In the space of less than a week, two New York City subway workers lost their lives in on-the-job accidents and a third was seriously injured.
Daniel Boggs, 42, a veteran track worker, was killed on Tuesday, April 24, at about 11:20 p.m. Boggs, who was married and a father of three young children, was setting up lanterns (to warn trains to slow down due to work in the area) near the 59th Street-Columbus station in Manhattan, when he was fatally struck by a No. 3 downtown express train. He and his crewmates apparently believed that the last No. 3 train had passed after seeing a work train go through, and that it was now safe to resume work on the track.
What they did not know was that a local No.3 was stalled with brake problems, and the train behind it was diverted to the express track. Tower personnel, who are authorized to change trains from one track to another, obviously did not know that the there were employees who had already begun work on the express track. The train operator on the No. 3 train was moving too fast to stop in time to avoid hitting Boggs.

..........

• Aim of the exercise:
Please translate this sentence from the subway accident article above into Spanish: "In the space of less than a week, two New York City subway workers lost their lives in on-the-job accidents and a third was seriously injured."

• Provided data:
..........

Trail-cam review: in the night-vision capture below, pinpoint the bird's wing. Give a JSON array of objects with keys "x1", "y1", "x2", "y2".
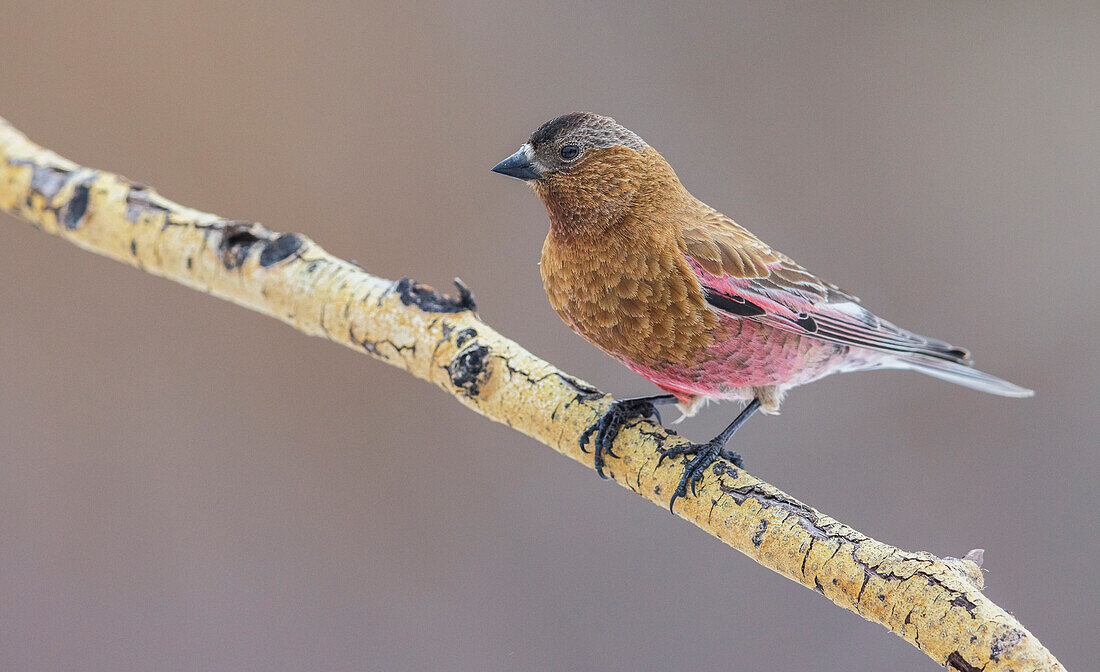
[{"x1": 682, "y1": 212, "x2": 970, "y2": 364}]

..........

• Exercise answer:
En menos de una semana, dos trabajadores del metro de la ciudad de Nueva York perdieron la vida en accidentes laborales y un tercero resultó gravemente herido.